YOUR TASK: Copy task for the material below: print the line with "Where can you find the beach?" and every line after it to the end, exactly as written, without the pictures.

DATA FOR REVIEW:
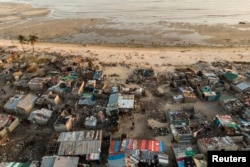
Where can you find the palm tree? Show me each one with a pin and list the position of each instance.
(33, 40)
(22, 40)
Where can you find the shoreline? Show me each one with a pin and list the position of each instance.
(28, 20)
(120, 61)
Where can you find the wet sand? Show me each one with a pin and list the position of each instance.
(24, 19)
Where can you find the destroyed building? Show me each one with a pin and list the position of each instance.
(230, 104)
(26, 104)
(181, 133)
(186, 156)
(59, 161)
(177, 117)
(82, 143)
(216, 144)
(133, 152)
(38, 84)
(227, 124)
(63, 123)
(41, 116)
(11, 104)
(124, 103)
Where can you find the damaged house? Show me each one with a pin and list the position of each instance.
(81, 143)
(11, 104)
(181, 133)
(124, 103)
(216, 144)
(38, 84)
(133, 152)
(26, 104)
(41, 116)
(177, 117)
(230, 104)
(8, 123)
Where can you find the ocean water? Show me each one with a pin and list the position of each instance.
(190, 11)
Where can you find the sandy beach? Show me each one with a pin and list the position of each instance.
(16, 19)
(161, 46)
(126, 59)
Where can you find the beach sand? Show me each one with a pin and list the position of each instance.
(126, 59)
(16, 19)
(100, 39)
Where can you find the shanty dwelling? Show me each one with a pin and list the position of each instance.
(242, 87)
(81, 143)
(97, 75)
(216, 144)
(188, 94)
(10, 105)
(227, 125)
(90, 122)
(63, 124)
(26, 104)
(186, 156)
(38, 84)
(77, 90)
(41, 116)
(7, 124)
(61, 87)
(211, 78)
(133, 152)
(124, 103)
(177, 117)
(59, 161)
(52, 99)
(23, 85)
(181, 133)
(90, 85)
(178, 98)
(206, 93)
(230, 104)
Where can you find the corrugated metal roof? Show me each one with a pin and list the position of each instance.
(126, 101)
(113, 100)
(66, 162)
(48, 161)
(117, 160)
(80, 142)
(133, 144)
(12, 102)
(243, 85)
(27, 100)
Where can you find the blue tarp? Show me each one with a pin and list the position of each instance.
(117, 156)
(161, 146)
(117, 146)
(244, 122)
(181, 163)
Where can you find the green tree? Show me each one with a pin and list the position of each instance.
(22, 40)
(33, 39)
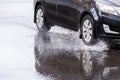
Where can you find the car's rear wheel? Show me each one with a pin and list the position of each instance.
(41, 23)
(88, 30)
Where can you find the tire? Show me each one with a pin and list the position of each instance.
(88, 30)
(41, 22)
(37, 66)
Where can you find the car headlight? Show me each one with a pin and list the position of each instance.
(108, 8)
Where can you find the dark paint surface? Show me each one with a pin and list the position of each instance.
(59, 56)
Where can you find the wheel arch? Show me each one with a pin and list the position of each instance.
(83, 15)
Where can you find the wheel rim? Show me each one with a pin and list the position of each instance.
(87, 30)
(39, 18)
(87, 63)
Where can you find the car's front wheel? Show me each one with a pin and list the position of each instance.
(88, 30)
(40, 19)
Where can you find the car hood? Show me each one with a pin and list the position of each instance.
(111, 2)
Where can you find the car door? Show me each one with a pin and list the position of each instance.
(50, 8)
(67, 12)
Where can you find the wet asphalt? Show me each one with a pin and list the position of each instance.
(61, 57)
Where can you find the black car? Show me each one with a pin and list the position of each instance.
(93, 18)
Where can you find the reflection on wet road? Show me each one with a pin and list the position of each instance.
(65, 57)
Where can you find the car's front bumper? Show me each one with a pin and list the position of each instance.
(109, 26)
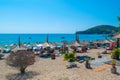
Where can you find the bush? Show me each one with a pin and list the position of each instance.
(20, 59)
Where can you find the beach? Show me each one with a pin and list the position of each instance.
(47, 69)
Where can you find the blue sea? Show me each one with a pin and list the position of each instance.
(33, 38)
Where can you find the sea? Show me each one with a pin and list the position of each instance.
(7, 39)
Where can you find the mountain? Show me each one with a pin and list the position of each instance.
(100, 29)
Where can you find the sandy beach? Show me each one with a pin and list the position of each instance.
(47, 69)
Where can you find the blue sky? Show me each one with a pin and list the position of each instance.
(56, 16)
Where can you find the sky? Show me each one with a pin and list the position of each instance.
(56, 16)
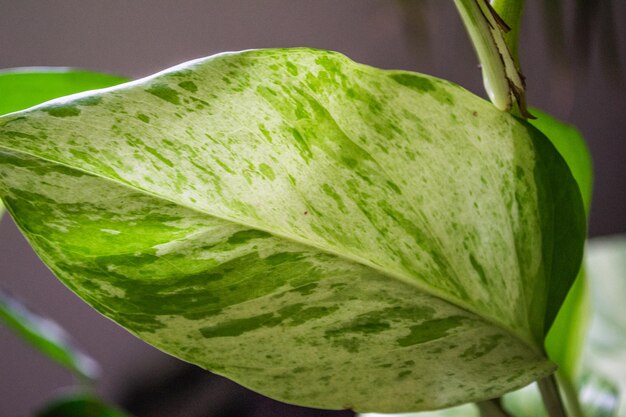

EXERCISE RESPONSE:
Where can you find the beach? Show me each one with a pin and list the position of each instance.
(47, 69)
Where can you find the blue sea? Show me each one with a pin and list the position of each instance.
(33, 38)
Where can you find the sea? Show me each one with a pin and list the position of each instance.
(7, 39)
Where can you find the mountain? Show me each one with a pin and list the position of each instance.
(100, 29)
Where can you find the sandy beach? Show me each one with a pin and list the position of each instance.
(47, 69)
Where can you find the blue sky? Show me each one with a pin and list the position of each instance.
(56, 16)
Where can you find the sky? Show me each one with a pin and list the position of each instance.
(56, 16)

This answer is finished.